▸ **Extract provided**:
** Begin **

When i is equal to 5 byte_count[i] is inferred to be equal to
0.
[0191] In this manner, data encapsulator 107 represents an example
of a device configured to for each of a plurality of overlays,
signal a unique identifier and a label, and signaling time varying
updates to the plurality of overlays.
[0192] Referring again to FIG. 1, interface 108 may include any
device configured to receive data generated by data encapsulator
107 and transmit and/or store the data to a communications medium.
Interface 108 may include a network interface card, such as an
Ethernet card, and may include an optical transceiver, a radio
frequency transceiver, or any other type of device that can send
and/or receive information. Further, interface 108 may include a
computer system interface that may enable a file to be stored on a
storage device. For example, interface 108 may include a chipset
supporting Peripheral Component Interconnect (PCI) and Peripheral
Component Interconnect Express (PCIe) bus protocols, proprietary
bus protocols, Universal Serial Bus (USB) protocols, I.sup.2C, or
any other logical and physical structure that may be used to
interconnect peer devices.
[0193] Referring again to FIG. 1, destination device 120 includes
interface 122, data decapsulator 123, video decoder 124, and
display 126. Interface 122 may include any device configured to
receive data from a communications medium. Interface 122 may
include a network interface card, such as an Ethernet card, and may
include an optical transceiver, a radio frequency transceiver, or
any other type of device that can receive and/or send information.
Further, interface 122 may include a computer system interface
enabling a compliant video bitstream to be retrieved from a storage
device. For example, interface 122 may include a chipset supporting
PCI and PCIe bus protocols, proprietary bus protocols, USB
protocols, I.sup.2C, or any other logical and physical structure
that may be used to interconnect peer devices. Data decapsulator
123 may be configured to receive a bitstream generated by data
encapsulator 107 and perform sub-bitstream extraction according to
one or more of the techniques described herein.

** End **

▸ **Short exercise A**: Arrange the rows as a Markdown table with the columns Number and Record line, covering everything from the first row of the records down to the row containing "19L128 20L130 20L130", both included, and skip blank lines.
The text and the rows have no connection to each other.

▸ **Extracted data entries**:
** Begin **

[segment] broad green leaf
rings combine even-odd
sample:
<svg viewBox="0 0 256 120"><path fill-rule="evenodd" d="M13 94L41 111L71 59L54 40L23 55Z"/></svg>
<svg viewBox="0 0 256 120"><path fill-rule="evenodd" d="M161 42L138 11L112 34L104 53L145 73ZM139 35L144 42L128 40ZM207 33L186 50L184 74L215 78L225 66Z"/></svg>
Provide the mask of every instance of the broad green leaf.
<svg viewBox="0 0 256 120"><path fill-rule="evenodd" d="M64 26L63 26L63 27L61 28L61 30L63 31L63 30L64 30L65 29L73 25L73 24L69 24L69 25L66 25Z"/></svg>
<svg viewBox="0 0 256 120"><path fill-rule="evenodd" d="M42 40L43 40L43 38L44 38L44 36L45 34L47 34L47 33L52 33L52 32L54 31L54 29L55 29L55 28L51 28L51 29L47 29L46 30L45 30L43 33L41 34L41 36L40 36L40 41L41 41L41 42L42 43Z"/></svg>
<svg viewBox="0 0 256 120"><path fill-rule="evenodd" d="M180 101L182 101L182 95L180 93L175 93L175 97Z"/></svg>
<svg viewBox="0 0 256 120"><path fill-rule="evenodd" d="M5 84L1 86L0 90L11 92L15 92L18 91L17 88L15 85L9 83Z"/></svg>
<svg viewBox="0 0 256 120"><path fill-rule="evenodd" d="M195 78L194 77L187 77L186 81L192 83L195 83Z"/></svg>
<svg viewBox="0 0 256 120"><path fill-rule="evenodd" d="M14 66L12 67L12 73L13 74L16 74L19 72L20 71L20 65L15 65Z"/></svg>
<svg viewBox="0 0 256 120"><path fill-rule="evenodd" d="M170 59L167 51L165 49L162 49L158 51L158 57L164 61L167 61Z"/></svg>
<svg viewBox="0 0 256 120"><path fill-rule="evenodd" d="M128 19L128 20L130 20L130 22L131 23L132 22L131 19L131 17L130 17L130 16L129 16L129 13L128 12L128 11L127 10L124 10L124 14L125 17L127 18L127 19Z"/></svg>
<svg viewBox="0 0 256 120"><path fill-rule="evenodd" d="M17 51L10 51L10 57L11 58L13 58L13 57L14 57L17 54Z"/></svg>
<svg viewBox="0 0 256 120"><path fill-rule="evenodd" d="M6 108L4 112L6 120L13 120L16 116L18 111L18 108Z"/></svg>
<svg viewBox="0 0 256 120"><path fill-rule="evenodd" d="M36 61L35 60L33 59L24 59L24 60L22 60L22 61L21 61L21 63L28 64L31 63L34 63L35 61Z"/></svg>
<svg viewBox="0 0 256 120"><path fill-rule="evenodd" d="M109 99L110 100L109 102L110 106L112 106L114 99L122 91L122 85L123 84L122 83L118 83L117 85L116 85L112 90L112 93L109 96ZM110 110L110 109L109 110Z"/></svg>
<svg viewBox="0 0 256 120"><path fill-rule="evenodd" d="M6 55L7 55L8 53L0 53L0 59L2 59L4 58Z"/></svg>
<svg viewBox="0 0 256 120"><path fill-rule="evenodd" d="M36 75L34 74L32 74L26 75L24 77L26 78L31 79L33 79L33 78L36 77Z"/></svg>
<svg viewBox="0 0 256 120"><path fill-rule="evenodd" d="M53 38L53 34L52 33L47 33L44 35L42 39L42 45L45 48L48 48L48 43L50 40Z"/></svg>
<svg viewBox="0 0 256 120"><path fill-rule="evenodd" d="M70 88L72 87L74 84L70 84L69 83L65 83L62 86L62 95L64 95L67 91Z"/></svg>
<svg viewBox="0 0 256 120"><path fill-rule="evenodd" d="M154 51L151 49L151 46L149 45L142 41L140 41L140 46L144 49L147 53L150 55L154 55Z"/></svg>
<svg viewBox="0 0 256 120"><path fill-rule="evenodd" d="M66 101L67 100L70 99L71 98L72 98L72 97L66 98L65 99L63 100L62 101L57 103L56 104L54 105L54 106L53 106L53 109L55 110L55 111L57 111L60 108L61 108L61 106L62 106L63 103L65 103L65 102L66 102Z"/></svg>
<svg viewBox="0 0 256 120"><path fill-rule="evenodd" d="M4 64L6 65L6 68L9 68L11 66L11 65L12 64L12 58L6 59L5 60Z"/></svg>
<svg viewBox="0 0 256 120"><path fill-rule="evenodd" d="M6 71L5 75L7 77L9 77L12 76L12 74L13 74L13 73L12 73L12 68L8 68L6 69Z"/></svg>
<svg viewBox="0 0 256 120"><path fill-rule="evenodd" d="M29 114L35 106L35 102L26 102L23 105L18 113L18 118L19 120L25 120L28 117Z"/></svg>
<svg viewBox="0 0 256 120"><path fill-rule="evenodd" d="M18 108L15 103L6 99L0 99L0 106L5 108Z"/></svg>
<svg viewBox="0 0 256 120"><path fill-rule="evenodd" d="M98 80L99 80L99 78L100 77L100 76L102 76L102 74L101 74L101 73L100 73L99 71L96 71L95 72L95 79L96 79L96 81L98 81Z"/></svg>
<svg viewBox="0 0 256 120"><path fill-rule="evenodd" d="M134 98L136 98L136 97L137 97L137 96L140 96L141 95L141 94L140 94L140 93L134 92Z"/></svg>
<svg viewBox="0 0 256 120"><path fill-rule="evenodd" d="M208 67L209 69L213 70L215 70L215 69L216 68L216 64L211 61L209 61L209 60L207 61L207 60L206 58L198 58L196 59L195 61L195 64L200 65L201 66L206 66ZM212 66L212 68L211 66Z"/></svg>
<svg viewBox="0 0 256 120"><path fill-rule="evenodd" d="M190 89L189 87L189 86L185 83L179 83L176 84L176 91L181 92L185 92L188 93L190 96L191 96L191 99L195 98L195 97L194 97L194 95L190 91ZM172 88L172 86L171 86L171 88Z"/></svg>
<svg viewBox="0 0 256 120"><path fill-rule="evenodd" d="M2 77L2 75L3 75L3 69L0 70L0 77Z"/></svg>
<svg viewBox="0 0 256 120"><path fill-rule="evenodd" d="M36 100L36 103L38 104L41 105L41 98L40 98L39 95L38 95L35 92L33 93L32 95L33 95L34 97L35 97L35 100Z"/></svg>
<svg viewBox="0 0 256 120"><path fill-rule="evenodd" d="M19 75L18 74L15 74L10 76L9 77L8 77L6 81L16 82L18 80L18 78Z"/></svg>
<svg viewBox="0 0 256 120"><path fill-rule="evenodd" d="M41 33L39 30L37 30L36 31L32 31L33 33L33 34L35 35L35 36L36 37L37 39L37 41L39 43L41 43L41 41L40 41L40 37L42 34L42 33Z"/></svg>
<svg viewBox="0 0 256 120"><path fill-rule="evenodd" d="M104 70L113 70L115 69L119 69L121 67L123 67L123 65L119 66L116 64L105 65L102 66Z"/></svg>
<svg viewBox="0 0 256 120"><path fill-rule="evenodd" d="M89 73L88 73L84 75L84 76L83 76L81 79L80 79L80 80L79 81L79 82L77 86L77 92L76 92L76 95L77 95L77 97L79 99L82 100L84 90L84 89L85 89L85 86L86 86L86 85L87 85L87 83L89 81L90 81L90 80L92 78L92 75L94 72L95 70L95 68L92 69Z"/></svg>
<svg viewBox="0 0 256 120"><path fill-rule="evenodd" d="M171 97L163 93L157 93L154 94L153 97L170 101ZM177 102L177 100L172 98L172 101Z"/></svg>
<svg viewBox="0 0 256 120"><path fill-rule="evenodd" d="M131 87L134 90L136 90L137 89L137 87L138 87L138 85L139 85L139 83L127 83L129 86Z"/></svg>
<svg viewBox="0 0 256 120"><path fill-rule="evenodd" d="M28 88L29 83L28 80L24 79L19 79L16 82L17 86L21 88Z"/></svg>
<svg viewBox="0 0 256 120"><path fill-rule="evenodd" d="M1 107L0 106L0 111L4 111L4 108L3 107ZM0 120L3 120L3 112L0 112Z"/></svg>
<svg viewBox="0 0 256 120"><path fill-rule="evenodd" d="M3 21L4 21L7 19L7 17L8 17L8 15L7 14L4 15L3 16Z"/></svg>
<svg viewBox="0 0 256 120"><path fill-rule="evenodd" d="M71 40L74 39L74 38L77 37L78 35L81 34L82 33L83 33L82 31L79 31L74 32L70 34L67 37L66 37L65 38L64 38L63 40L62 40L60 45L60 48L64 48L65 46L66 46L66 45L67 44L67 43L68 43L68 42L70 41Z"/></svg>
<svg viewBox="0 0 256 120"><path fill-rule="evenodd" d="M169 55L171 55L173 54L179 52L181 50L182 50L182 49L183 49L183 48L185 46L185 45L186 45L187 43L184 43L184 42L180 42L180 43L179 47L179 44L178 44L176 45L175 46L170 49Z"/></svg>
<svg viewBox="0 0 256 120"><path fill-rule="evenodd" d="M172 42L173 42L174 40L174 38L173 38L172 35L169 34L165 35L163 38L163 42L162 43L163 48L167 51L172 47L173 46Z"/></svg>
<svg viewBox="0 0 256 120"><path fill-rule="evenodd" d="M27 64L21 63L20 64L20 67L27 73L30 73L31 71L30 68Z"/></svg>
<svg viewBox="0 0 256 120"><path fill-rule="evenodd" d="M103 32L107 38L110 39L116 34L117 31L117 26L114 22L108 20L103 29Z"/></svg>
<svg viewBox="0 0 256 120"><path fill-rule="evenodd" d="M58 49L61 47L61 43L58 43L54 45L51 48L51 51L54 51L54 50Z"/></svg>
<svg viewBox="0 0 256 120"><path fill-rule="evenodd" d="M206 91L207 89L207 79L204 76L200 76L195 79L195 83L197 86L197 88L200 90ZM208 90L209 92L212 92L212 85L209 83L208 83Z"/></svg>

** End **

▸ **Short exercise B**:
Answer these questions about the excerpt on device interfaces:
(i) What two bus protocols, besides proprietary ones, does the chipset of interface 108 support, written out in full?
(ii) Which four components does destination device 120 include?
(iii) What does data decapsulator 123 perform on the bitstream it receives from data encapsulator 107?

▸ **Reply A**:
| Number | Record line |
|---|---|
| 1 | [segment] broad green leaf |
| 2 | rings combine even-odd |
| 3 | sample: |
| 4 | <svg viewBox="0 0 256 120"><path fill-rule="evenodd" d="M13 94L41 111L71 59L54 40L23 55Z"/></svg> |
| 5 | <svg viewBox="0 0 256 120"><path fill-rule="evenodd" d="M161 42L138 11L112 34L104 53L145 73ZM139 35L144 42L128 40ZM207 33L186 50L184 74L215 78L225 66Z"/></svg> |
| 6 | Provide the mask of every instance of the broad green leaf. |
| 7 | <svg viewBox="0 0 256 120"><path fill-rule="evenodd" d="M64 26L63 26L63 27L61 28L61 30L63 31L63 30L64 30L65 29L73 25L73 24L69 24L69 25L66 25Z"/></svg> |
| 8 | <svg viewBox="0 0 256 120"><path fill-rule="evenodd" d="M42 40L43 40L43 38L44 38L44 36L45 34L47 34L47 33L52 33L52 32L54 31L54 29L55 29L55 28L51 28L51 29L47 29L46 30L45 30L43 33L41 34L41 36L40 36L40 41L41 41L41 42L42 43Z"/></svg> |
| 9 | <svg viewBox="0 0 256 120"><path fill-rule="evenodd" d="M180 101L182 101L182 95L180 93L175 93L175 97Z"/></svg> |
| 10 | <svg viewBox="0 0 256 120"><path fill-rule="evenodd" d="M5 84L1 86L0 90L11 92L15 92L18 91L17 88L15 85L9 83Z"/></svg> |
| 11 | <svg viewBox="0 0 256 120"><path fill-rule="evenodd" d="M195 78L194 77L187 77L186 81L192 83L195 83Z"/></svg> |
| 12 | <svg viewBox="0 0 256 120"><path fill-rule="evenodd" d="M14 66L12 67L12 73L13 74L16 74L19 72L20 71L20 65L15 65Z"/></svg> |
| 13 | <svg viewBox="0 0 256 120"><path fill-rule="evenodd" d="M170 59L167 51L165 49L162 49L158 51L158 57L164 61L167 61Z"/></svg> |
| 14 | <svg viewBox="0 0 256 120"><path fill-rule="evenodd" d="M128 19L128 20L130 20L130 22L131 23L132 22L131 19L131 17L130 17L130 16L129 16L129 13L128 12L128 11L127 10L124 10L124 14L125 17L127 18L127 19Z"/></svg> |

▸ **Reply B**:
(i) Peripheral Component Interconnect (PCI) and Peripheral Component Interconnect Express (PCIe).
(ii) Interface 122, data decapsulator 123, video decoder 124, and display 126.
(iii) Sub-bitstream extraction.